Dataset entries:
::::::
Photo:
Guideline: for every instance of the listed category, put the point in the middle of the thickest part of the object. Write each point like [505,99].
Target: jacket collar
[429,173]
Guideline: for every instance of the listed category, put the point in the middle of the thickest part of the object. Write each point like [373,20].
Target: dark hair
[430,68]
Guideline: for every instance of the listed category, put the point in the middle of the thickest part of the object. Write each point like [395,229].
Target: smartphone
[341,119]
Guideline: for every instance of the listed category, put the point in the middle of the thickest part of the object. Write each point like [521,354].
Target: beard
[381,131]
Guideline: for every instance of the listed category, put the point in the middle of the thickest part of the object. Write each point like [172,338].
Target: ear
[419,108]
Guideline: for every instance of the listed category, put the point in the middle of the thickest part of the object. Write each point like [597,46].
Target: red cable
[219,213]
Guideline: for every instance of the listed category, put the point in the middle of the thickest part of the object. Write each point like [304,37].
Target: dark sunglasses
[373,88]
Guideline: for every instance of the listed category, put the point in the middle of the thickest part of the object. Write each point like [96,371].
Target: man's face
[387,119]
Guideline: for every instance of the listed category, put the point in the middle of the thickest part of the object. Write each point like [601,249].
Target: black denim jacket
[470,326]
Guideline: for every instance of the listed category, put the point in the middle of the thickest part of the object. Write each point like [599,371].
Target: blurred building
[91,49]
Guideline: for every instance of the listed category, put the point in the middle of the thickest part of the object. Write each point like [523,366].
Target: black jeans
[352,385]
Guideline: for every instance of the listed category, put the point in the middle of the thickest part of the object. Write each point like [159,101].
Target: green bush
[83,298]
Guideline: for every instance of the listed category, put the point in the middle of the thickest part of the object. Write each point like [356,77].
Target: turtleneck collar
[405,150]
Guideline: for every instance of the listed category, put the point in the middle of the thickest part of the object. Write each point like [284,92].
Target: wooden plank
::::::
TASK STATEMENT: What is needed is an exact copy of all the entries.

EXERCISE SOLUTION:
Photo:
Guideline: for every instance of the listed category, put the point in the middle of the thickest part of the object. Write each point like [505,99].
Target: jacket collar
[429,173]
Guideline: for every instance of the listed category, put the point in the middle of the thickest part of the object. Write each point like [373,20].
Target: dark hair
[430,68]
Guideline: for every instance of the listed category, put the point in the middle of the thickest part of the object. Write each point like [395,229].
Target: smartphone
[341,119]
Guideline: for every instance of the listed category, put the point in the middle of the thickest part of the object. Write each point like [521,354].
Target: beard
[381,131]
Guideline: for every instance of the listed category, put the point in the middle of the thickest part of the object. Write each point like [172,338].
Target: ear
[419,108]
Guideline: for every instance of the listed category, put the point in the middle of the thickest part of the object. Write each point like [597,46].
Target: red cable
[219,213]
Guideline: for every instance of the listed category, put the point in the middle of the thickest part of the object. Write each point like [304,37].
Target: dark sunglasses
[373,88]
Guideline: for every instance of the listed category, put the point in the middle of the thickest part of the object. Write each point like [96,371].
Target: man's face
[387,119]
Guideline: for every instance of the listed category, put the point in the middle of the thickest part of the object. Write each point like [601,249].
Target: black denim jacket
[470,326]
Guideline: for every instance of the listed category, put the point in the middle of the thickest part of the object. Write each point like [599,371].
Target: blurred building
[91,49]
Guideline: for every instance of the listed category, put the point in the middle of the thickest part of the object. Write each point like [523,366].
Target: black jeans
[352,385]
Guideline: for every instance of the listed category, put the point in the middle of the thickest part of the object. Write each point like [159,101].
Target: green bush
[83,298]
Guideline: for every instance of the listed category, put the point in the middle of the thickest part of the object. Write each point like [356,77].
Target: turtleneck collar
[405,150]
Guideline: for every instance of the listed category, put the point in the middle of the thickest part of the object. Write each point like [284,92].
Target: wooden plank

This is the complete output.